Task requirements
Put each line of the data below into a numbered list, skipping any blank lines. Leave the pictures out of your answer.

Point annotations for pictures
━━━━━━━━━━━━━━━━━━━━━━━━━━━━━━

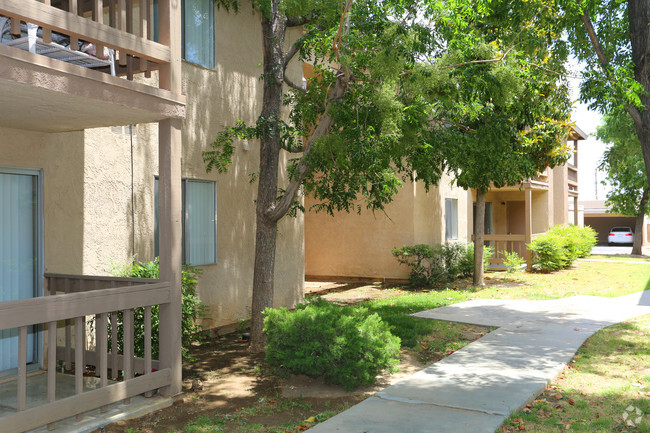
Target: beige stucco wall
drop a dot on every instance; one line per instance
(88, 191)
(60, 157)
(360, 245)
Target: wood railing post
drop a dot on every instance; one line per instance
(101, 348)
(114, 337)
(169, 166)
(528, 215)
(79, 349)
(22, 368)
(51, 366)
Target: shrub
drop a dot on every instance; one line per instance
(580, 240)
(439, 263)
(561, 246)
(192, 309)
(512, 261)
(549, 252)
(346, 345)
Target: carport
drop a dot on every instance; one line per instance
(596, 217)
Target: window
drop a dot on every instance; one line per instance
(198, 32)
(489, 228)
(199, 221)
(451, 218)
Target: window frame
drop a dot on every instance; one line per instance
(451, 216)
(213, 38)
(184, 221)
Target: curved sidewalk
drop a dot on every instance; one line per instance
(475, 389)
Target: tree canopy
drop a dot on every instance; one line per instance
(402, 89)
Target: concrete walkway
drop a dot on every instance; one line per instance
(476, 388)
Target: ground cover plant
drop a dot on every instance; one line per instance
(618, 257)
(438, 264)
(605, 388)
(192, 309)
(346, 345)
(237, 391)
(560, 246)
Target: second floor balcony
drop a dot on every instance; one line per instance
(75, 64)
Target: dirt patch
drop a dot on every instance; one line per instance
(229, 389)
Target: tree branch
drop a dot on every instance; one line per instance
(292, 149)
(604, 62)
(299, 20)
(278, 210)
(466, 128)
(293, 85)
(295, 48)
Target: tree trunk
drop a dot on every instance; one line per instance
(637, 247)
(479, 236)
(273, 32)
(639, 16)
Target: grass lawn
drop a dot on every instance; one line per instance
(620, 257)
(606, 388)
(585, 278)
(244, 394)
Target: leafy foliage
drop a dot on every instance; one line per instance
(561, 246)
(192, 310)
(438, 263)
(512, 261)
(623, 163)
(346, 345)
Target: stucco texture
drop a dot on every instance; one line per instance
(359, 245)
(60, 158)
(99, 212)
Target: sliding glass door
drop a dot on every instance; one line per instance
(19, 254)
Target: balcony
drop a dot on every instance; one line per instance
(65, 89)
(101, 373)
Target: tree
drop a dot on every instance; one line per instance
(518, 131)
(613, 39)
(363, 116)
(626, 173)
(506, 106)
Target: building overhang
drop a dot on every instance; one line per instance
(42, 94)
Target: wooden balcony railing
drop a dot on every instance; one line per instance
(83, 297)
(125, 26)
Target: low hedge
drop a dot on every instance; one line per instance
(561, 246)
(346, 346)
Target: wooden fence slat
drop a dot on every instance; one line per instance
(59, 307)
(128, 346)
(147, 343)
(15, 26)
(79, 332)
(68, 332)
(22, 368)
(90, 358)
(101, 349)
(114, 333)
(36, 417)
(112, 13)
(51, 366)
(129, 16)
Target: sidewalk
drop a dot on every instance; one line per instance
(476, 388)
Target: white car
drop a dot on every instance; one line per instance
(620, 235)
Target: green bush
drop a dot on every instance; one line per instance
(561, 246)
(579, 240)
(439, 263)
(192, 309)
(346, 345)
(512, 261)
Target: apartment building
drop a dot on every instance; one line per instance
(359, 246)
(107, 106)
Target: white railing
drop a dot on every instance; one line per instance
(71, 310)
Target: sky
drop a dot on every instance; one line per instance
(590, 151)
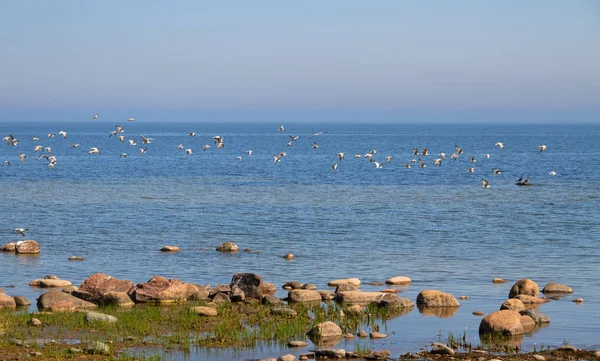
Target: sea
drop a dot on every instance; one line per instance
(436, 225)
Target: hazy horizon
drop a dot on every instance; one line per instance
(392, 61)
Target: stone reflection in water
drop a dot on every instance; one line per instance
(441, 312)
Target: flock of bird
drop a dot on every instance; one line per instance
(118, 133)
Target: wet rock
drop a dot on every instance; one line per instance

━━━━━━━━━━━━━━━━━━━━━━━━━━━━━━

Response to the task
1. Target: beige stucco wall
2. drop a dot on every instance; one line per instance
3. (88, 191)
4. (60, 157)
5. (360, 245)
6. Target: wood railing post
7. drop a dot on every instance; one line per instance
8. (101, 348)
9. (114, 337)
10. (169, 166)
11. (528, 215)
12. (79, 349)
13. (22, 368)
14. (51, 366)
15. Target: shrub
16. drop a dot on every instance; one line per instance
17. (580, 240)
18. (439, 263)
19. (561, 246)
20. (192, 309)
21. (512, 261)
22. (549, 252)
23. (346, 345)
24. Target: carport
25. drop a dot on every instance; one line per instance
26. (596, 217)
27. Target: window
28. drop a dot on every instance; one line per instance
29. (198, 32)
30. (489, 228)
31. (199, 221)
32. (451, 218)
33. Target: window frame
34. drop a dot on every instance; one line per instance
35. (451, 216)
36. (213, 38)
37. (184, 221)
38. Target: curved sidewalk
39. drop a dot on every instance; one line per instance
40. (475, 389)
41. Target: tree canopy
42. drop a dot on every instance; one line per instance
43. (402, 89)
44. Target: concrete walkway
45. drop a dot on every instance; one line per instance
46. (476, 388)
47. Target: ground cover plant
48. drop a dot on every instance; one line per instance
49. (618, 257)
50. (438, 264)
51. (605, 388)
52. (192, 309)
53. (346, 345)
54. (237, 391)
55. (560, 246)
56. Target: second floor balcony
57. drop a dot on every instance; one line per instance
58. (75, 64)
59. Target: dirt patch
60. drop a dot on every instance; one line per instance
61. (229, 389)
62. Target: tree branch
63. drop a dot on every instance; one line per instance
64. (292, 149)
65. (604, 62)
66. (299, 20)
67. (278, 210)
68. (466, 128)
69. (293, 85)
70. (295, 48)
71. Target: tree trunk
72. drop a dot on every instance; one line per instance
73. (637, 247)
74. (479, 236)
75. (273, 32)
76. (639, 16)
77. Target: grass lawn
78. drop a dot on every instance; one line per instance
79. (620, 257)
80. (606, 388)
81. (585, 278)
82. (244, 394)
83. Target: leafy foliage
84. drop a dot on every instance; one line per instance
85. (561, 246)
86. (192, 310)
87. (438, 263)
88. (512, 261)
89. (623, 163)
90. (346, 345)
91. Target: stucco texture
92. drop a dot on every instance; one line per instance
93. (359, 245)
94. (60, 158)
95. (99, 212)
96. Target: sliding glass door
97. drop a dot on every instance; one line per instance
98. (19, 254)
99. Target: balcony
100. drop a dot on every instance; one line per instance
101. (65, 89)
102. (101, 373)
103. Target: tree
104. drop a dot on every instance; one line per instance
105. (518, 131)
106. (613, 39)
107. (363, 116)
108. (626, 173)
109. (506, 106)
110. Target: building overhang
111. drop a dot on every instance; one line per instance
112. (42, 94)
113. Target: wooden balcony railing
114. drop a dot on every instance; one line per instance
115. (83, 297)
116. (125, 26)
117. Target: low hedge
118. drop a dot on every instance; one line per instance
119. (561, 246)
120. (346, 346)
121. Target: wooden fence slat
122. drop a dot on every instance; one line per instance
123. (59, 307)
124. (128, 346)
125. (147, 343)
126. (15, 26)
127. (79, 332)
128. (68, 332)
129. (22, 368)
130. (90, 358)
131. (101, 349)
132. (114, 333)
133. (36, 417)
134. (112, 13)
135. (51, 366)
136. (129, 16)
137. Target: sidewalk
138. drop a dot on every instance; one line per instance
139. (476, 388)
140. Target: white car
141. drop a dot on every instance; one line per instance
142. (620, 235)
143. Target: green bush
144. drop a dot on every instance; one line per instance
145. (561, 246)
146. (579, 240)
147. (439, 263)
148. (192, 309)
149. (346, 345)
150. (512, 261)
151. Target: apartment building
152. drop a dot on every instance; one line per instance
153. (359, 246)
154. (107, 106)
155. Target: white railing
156. drop a dot on every instance; one line per instance
157. (71, 310)
158. Target: sky
159. drop a dot on every instance; one line per instance
160. (590, 151)
161. Target: sea
162. drop a dot on every instance; one line per instance
163. (436, 225)
164. Target: hazy horizon
165. drop a dot on every instance; one line per instance
166. (392, 61)
167. Target: stone reflection in water
168. drop a dot on every instance; one line per instance
169. (441, 312)
170. Target: flock of bird
171. drop a dot on every instance; one line per instance
172. (118, 133)
173. Target: wet rock
174. drop a dot on every instance; one line per instance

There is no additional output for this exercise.